EXCERPT TO READ »
"""
Blanchett's fellow Australian Hugh Jackman is up for best actor in a drama for The Son, about a family struggling to reunite.
Other British stars up for Golden Globes include Dame Emma Thompson, Bill Nighy, Colin Firth, Lesley Manville, Ralph Fiennes and Carey Mulligan.
Eddie Redmayne, Emma D'Arcy, Imelda Staunton, Jonathan Pryce, Lily James, Taron Egerton and Daisy Edgar-Jones also featured on Monday's nominations list.
Leading film nominees
The Banshees of Inisherin - 8
Everything Everywhere All at Once - 6
Babylon - 5
The Fabelmans - 5
Elvis - 3
Guillermo del Toro's Pinocchio - 3
Tár - 3
Leading TV nominees
Abbott Elementary - 5
The Crown - 4
Dahmer - Monster: The Jeffrey Dahmer Story - 4
Only Murders in the Building - 4
Pam & Tommy - 4
The White Lotus - 4
The ABC mockumentary sitcom Abbot Elementary, based in a school in Philadelphia, leads the TV nominations with five.
Netflix's drama about serial killer Jeffrey Dahmer, which attracted huge viewing figures but also criticism from people who say it's insensitive, was recognised four times, alongside Pam & Tommy and The Crown.
The streaming giant recently added a disclaimer to its marketing for the regal drama, saying the show was a "fictional dramatisation", "inspired by real-life events".
Controversies
The Globes are usually the highest-profile awards except the Oscars, but the 2022 event took place behind closed doors.
TV network NBC dropped it after a series of revelations, but the broadcaster is going to screen the glitzy event next year, as it takes place in Beverly Hills, Los Angeles on 10 January.
Twenty-one new members joined the HFPA last year, six of whom are black, and the organisation has also taken on more than 100 new voters, including - for the first time - those based outside of the US.
It has also implemented a ban on members receiving gifts from movie studios courting their votes.
"This is really not the old HFPA anymore," president Helen Hoehne recently told The Hollywood Reporter.
"I respect Brendan Fraser's decision," she added. "And I personally, sincerely hope there's a way for us to move forward and we are able to regain Mr Fraser's trust, along with the trust of the entire entertainment community."
Why do the Golden Globes matter?
"""
SUPPLIED DATA »
"""
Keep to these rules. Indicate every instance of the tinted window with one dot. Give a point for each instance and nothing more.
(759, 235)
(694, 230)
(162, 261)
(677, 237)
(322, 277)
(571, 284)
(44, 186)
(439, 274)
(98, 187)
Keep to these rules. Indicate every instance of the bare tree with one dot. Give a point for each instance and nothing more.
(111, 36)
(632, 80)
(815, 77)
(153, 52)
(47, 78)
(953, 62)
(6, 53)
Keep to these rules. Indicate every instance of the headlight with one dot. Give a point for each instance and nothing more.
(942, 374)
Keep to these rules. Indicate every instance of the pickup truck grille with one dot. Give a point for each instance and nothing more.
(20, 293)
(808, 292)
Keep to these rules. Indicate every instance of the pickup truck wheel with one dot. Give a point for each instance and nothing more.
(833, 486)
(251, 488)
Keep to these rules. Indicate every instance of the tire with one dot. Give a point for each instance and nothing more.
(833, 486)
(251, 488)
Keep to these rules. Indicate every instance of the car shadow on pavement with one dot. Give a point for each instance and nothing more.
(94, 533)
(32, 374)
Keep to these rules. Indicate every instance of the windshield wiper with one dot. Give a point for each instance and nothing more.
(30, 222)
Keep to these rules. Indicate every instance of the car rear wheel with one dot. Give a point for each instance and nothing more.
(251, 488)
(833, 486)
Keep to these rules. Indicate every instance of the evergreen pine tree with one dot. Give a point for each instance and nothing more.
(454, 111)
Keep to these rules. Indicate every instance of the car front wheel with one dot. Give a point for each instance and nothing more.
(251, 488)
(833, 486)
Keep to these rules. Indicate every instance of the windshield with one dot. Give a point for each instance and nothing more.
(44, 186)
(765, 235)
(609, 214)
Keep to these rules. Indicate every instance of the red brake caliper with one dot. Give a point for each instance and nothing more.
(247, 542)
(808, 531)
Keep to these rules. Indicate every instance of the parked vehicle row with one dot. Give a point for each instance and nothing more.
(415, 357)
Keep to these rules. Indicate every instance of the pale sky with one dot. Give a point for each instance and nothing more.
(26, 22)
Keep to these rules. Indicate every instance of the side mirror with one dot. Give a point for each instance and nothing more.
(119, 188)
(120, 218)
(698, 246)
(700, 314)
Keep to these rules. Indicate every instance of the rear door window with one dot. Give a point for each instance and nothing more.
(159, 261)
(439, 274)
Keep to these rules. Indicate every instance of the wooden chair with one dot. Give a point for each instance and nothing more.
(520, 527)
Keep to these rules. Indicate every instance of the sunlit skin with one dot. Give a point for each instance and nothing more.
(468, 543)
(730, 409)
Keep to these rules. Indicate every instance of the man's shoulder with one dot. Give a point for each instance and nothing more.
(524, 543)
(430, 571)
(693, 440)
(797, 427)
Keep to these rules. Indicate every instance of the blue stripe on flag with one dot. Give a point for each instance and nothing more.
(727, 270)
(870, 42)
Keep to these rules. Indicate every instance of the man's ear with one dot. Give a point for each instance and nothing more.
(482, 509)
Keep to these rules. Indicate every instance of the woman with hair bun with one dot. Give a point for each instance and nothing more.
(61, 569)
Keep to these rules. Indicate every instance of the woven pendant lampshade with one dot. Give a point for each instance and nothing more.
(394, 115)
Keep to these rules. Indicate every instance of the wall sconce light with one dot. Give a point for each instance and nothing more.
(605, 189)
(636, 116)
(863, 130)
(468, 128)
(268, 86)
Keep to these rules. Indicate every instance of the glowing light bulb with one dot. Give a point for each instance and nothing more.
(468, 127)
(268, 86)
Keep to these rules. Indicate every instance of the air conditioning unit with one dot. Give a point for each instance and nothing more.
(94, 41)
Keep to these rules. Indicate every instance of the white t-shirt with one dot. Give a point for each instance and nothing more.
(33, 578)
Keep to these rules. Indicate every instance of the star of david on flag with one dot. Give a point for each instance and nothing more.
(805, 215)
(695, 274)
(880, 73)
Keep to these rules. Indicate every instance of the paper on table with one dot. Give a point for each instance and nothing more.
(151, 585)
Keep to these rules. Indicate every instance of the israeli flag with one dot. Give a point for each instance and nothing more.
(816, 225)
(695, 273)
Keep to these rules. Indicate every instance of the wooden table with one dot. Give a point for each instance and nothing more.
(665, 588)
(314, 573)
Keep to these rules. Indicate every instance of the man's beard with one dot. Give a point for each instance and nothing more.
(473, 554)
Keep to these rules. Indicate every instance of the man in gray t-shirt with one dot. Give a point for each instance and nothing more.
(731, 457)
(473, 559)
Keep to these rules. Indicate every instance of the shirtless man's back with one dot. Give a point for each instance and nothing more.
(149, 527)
"""
TASK DETAILS »
Answer these questions using the Golden Globes excerpt:
1. How many nominations does The Banshees of Inisherin have?
2. Where and on what date will next year's event take place?
3. How many new members joined the HFPA last year?

EXPECTED ANSWER »
1. Eight.
2. In Beverly Hills, Los Angeles, on 10 January.
3. Twenty-one.